§ **TASK DESCRIPTION**
Return each line of the data below exactly, omitting any pictures.

§ **GIVEN RECORDS**
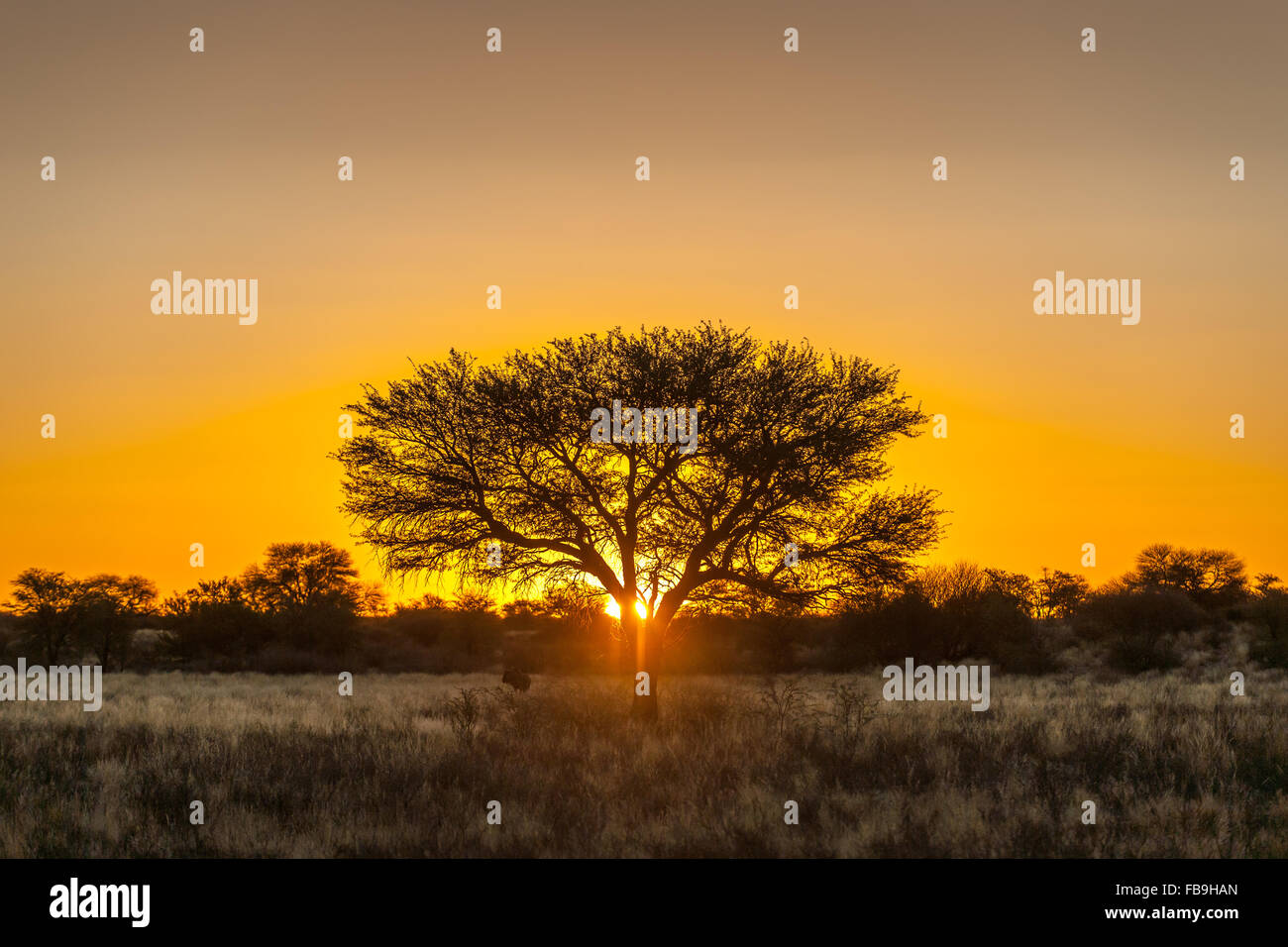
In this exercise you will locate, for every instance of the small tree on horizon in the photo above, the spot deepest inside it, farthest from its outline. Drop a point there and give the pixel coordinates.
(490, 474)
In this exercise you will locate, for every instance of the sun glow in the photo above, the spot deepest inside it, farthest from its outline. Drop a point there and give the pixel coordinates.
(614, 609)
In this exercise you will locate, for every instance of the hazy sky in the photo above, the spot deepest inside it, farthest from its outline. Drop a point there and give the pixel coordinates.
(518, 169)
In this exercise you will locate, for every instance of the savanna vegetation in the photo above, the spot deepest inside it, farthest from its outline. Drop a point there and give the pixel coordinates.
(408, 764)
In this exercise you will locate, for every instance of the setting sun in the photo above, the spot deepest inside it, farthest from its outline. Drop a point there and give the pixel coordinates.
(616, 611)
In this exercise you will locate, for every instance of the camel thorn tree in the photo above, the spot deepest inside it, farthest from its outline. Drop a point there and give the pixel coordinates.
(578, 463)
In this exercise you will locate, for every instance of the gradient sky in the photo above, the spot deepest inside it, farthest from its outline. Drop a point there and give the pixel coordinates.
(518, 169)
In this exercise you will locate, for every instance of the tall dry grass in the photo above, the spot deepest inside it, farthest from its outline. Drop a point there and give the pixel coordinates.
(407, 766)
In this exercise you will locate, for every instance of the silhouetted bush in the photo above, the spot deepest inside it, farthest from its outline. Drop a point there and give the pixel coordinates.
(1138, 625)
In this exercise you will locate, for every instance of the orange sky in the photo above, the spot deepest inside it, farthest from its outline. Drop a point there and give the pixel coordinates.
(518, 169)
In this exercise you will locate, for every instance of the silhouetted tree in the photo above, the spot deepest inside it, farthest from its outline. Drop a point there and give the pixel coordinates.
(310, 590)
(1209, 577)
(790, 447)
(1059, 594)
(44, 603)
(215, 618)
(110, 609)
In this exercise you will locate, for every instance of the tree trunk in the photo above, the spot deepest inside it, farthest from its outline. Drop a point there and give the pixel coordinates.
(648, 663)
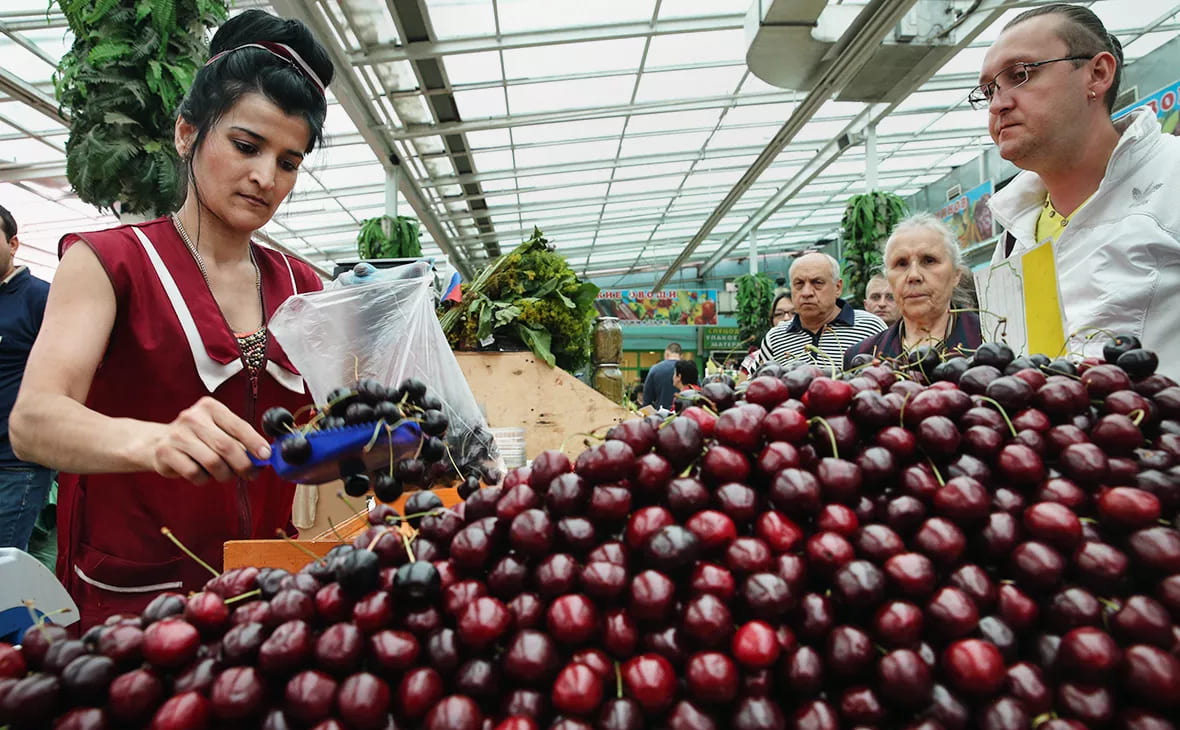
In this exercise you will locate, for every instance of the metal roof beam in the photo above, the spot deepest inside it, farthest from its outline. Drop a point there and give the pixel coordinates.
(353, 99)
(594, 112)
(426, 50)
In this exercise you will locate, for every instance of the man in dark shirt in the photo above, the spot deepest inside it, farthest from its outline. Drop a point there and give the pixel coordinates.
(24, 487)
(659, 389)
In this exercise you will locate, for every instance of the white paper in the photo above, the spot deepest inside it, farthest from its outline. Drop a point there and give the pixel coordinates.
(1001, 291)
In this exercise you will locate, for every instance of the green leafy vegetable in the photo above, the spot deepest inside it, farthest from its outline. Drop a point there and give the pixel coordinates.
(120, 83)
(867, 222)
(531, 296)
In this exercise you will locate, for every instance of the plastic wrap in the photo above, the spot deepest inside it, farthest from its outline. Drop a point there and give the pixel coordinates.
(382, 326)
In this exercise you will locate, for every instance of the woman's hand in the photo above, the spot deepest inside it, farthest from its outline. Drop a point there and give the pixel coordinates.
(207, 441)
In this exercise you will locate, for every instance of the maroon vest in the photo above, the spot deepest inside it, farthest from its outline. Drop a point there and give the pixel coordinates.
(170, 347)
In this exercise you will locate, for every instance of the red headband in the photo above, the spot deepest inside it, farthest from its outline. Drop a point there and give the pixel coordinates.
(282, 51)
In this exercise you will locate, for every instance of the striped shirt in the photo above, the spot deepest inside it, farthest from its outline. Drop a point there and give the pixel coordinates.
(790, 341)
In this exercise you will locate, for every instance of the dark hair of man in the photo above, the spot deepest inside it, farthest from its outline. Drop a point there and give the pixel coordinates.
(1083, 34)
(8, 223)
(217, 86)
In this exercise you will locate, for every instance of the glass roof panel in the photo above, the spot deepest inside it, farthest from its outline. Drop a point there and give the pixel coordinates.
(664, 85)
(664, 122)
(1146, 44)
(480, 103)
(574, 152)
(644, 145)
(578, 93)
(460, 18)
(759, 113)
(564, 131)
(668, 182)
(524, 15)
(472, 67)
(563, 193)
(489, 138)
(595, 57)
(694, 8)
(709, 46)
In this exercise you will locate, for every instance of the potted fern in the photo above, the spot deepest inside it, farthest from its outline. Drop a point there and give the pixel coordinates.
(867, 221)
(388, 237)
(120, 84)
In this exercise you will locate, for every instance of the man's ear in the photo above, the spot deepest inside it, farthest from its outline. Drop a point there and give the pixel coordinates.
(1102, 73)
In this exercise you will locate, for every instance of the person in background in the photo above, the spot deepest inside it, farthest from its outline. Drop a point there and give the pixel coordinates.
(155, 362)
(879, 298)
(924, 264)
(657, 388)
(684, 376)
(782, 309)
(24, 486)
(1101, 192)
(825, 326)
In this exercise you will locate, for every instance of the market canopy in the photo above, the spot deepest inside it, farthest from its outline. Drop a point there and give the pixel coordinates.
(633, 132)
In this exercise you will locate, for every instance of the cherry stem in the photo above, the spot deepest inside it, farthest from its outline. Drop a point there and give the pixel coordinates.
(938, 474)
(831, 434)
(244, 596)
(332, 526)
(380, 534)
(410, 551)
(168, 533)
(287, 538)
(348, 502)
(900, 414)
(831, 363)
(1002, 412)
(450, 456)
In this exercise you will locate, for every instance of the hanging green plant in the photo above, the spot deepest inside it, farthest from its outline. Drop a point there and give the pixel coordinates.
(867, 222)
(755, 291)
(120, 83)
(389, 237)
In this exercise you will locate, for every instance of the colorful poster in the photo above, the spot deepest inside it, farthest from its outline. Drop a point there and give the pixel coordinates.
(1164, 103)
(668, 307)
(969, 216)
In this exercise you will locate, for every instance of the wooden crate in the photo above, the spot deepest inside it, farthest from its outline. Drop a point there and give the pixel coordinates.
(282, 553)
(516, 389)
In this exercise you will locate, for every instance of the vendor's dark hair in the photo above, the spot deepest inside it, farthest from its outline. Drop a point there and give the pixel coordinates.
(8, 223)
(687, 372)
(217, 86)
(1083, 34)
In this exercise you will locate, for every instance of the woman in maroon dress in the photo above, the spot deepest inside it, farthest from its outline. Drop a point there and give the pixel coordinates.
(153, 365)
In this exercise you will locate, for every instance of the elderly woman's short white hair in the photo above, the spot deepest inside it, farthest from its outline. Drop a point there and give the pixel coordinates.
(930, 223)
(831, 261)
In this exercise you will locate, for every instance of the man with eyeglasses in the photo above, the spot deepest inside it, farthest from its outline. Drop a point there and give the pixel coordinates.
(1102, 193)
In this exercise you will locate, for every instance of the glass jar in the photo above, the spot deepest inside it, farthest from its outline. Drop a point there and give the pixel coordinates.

§ **OUTPUT FOR THIS TASK**
In this exercise you will locate, for every instance of the small tree on horizon in the photo above, the spot deepest inside it, farthest from its outline. Drop a point there and give the pixel coordinates.
(490, 474)
In this exercise you will locate, for every instance of the sun glow in the photo above, the spot deepest inside it, farthest from its outline. Drop a point there and give the pixel coordinates.
(614, 609)
In this exercise you will locate, for every instance of the hazy sky in the photo above, the spot deepest inside it, farthest from its outline. Drop a point there and give the pixel coordinates.
(518, 169)
In this exercise you will locate, for every instance of the savanna vegetation in the photo above, the spot deepest inside it, farthest from its outline. Drop a point there and give the pixel coordinates.
(408, 764)
In this exercise you will locate, for every instance of the setting sun in the photo above, the spot deepest inside it, farthest from its outline. Drop a point there and give the pixel coordinates.
(616, 611)
In this exercise you will locate, for every instance of the camel thorn tree in the photo above, the spot deepest inside it, farthest from its outline. Drop a point there and give the pixel coordinates.
(578, 463)
In this exercise you will locate, for every instance of the gradient sky in the photo above, the spot deepest inside it, farthest from its outline. Drop a point there and give the pixel coordinates.
(518, 169)
In this exercise you will locate, for every instance of the tall dry grass in the photo above, the spot deepest inside it, farthest from its outline. Drop a point there and give the pixel coordinates.
(407, 766)
In this exercise you will locate, for every instance of the silhouetted bush in the photo above, the spot deepest inside it, farthest from its outline. Drop a point there and give the pixel coordinates.
(1138, 625)
In this exercise you will locate, for every instance of the orange sky in the photo above, the spot deepest inside it, farthest from its outline. Drop a point there and give the pixel coordinates.
(518, 169)
In this exercise you will locate, for every instance of the silhouetted tree in the photo above, the spot deepest inside it, farthest from its outline. Drop a point there and give the pixel coordinates.
(310, 590)
(1209, 577)
(790, 447)
(1059, 594)
(44, 603)
(215, 618)
(110, 609)
In this exercise you will locate, for every instance of the tree trunk in the photo above, the spot deepest inside it, farthest from its outline. Drop a point there and give the pixel coordinates.
(648, 663)
In this exercise you will locate, for every instance of the metal roof beam in the photo above, the spot deepest inside it, farthest from its outline. Drop a point there and give the pixel coordinates.
(353, 99)
(594, 112)
(426, 50)
In this exercise you will locate, for every instance of the man in dark shirt in the photo above, the spot deepest inside it, farthest from its outline. Drop a point there and give the pixel coordinates.
(24, 487)
(659, 389)
In this exercise you will locate, for every instance of the white paper in the photo above, the spot deepest inside it, farthest from its outline. Drop a point there and give the pixel coordinates.
(1001, 291)
In this exercise you will locate, for every instance of the green leafy vegetable in the photo above, the spot deepest inside it, farthest from its outline. Drop a point there and give the pixel coordinates.
(120, 83)
(867, 222)
(531, 296)
In this exercise you will locate, for every instance of the plastic wrap in the photo above, the spot deepest inside it, farthest from its outline. Drop a point there and give the pixel coordinates.
(382, 326)
In this exercise you will locate, for every instance of the woman's hand in the photo above, the spot deepest inside it, farthest from its outline. Drop a point there and give the pixel coordinates.
(207, 441)
In this exercise you will locate, for every instance of the maroon vest in the photo above, the spot deepest inside it, farthest from its outline. Drop a point there and give the pixel coordinates.
(170, 347)
In this exercise you will locate, for every instance of the red headband in the photo above, the spot deepest inside it, farthest from its outline. Drop a point there and give the pixel coordinates.
(282, 51)
In this exercise you will locate, for every instance of the striped shirt in the photo above, the spot deepest inside it, farthest from its outline. Drop a point there and give the pixel coordinates.
(790, 341)
In this exercise you will locate, for every instance of the dark hair of man in the photo above, the spot deepest inside it, farthest from its outline. Drop a point there and give the pixel coordinates.
(1083, 34)
(8, 223)
(217, 86)
In this exercise you will locate, for every instance of the glass roof panel in the photo above, the spot deepest inside it, farthest from its outline. Drop a point there and give the pixel coordinates.
(664, 85)
(664, 122)
(1146, 44)
(480, 103)
(574, 152)
(644, 145)
(578, 93)
(460, 18)
(759, 113)
(564, 131)
(668, 182)
(524, 15)
(472, 67)
(563, 193)
(489, 138)
(595, 57)
(694, 8)
(709, 46)
In this exercise you will locate, for every instance of the potted fern in the photo above, the spot deepest inside it, farthest from its outline. Drop a point there and give the pixel coordinates.
(867, 221)
(388, 237)
(120, 84)
In this exercise you will locate, for every instance of the man's ear in the photo above, the spot deepest inside it, farthest from its outline. Drop a point there and give the pixel coordinates.
(1102, 73)
In this exercise you will locate, for every instance of the person in background in the photo above, the spot deepest inside it, farthest from its outline. Drop a point there and give the pixel coordinates.
(155, 362)
(879, 298)
(924, 264)
(657, 388)
(684, 376)
(782, 309)
(24, 486)
(1101, 192)
(825, 326)
In this exercise you will locate, for every instance of the market canopy in the photo above, the spot deepest inside it, farthest from its outline. Drop a point there and give the pixel coordinates.
(633, 132)
In this exercise you will locate, for every instance of the cherry stem in the photo above, the spot deepest inside it, farthest from its outline. Drop a point there and give the pixel coordinates.
(938, 474)
(831, 434)
(244, 596)
(332, 526)
(380, 534)
(410, 551)
(168, 533)
(287, 538)
(348, 502)
(900, 414)
(831, 363)
(1002, 412)
(450, 456)
In this exercise you will locate, for every instance of the hanging green plant in the photo above, the spot deepest inside it, farthest from its outline. Drop a point there and give the pixel coordinates.
(867, 222)
(755, 291)
(120, 83)
(389, 237)
In this exercise you will locate, for every instance of the colorful poster in the photo above, the spot deepest inside it, farthest from its outline. Drop a point there and give the pixel coordinates.
(1164, 103)
(668, 307)
(969, 216)
In this exercise you will locate, for every instance of the wooden crate in the photo above, the spot deepest inside it, farthest from its outline. Drop a point there and give the pixel coordinates.
(282, 553)
(516, 389)
In this exercise you will locate, for every instance of the vendor's dark hair in the photo above, the spot deepest inside it, farthest from its outline. Drop a point there and give the pixel coordinates.
(8, 223)
(687, 372)
(217, 86)
(1083, 34)
In this exercise you will locate, for every instance of the woman in maroon dress in the photo above, the spot deepest inside it, farthest from its outline. Drop a point there and give the pixel coordinates.
(153, 365)
In this exercise you will locate, for every instance of the elderly woman's short white hair in the photo above, the spot deepest inside it, farthest from its outline. Drop a point there and give the pixel coordinates.
(930, 223)
(831, 261)
In this exercise you will locate, for every instance of the man with eyeglasses in the photo above, the spot deepest inside it, farthest from its outline. Drop a point there and give the pixel coordinates.
(1102, 193)
In this exercise you will locate, for every instance of the glass jar in the photo above, the spot deepest inside it, farthest from its outline. Drop a point there and give the pixel coordinates.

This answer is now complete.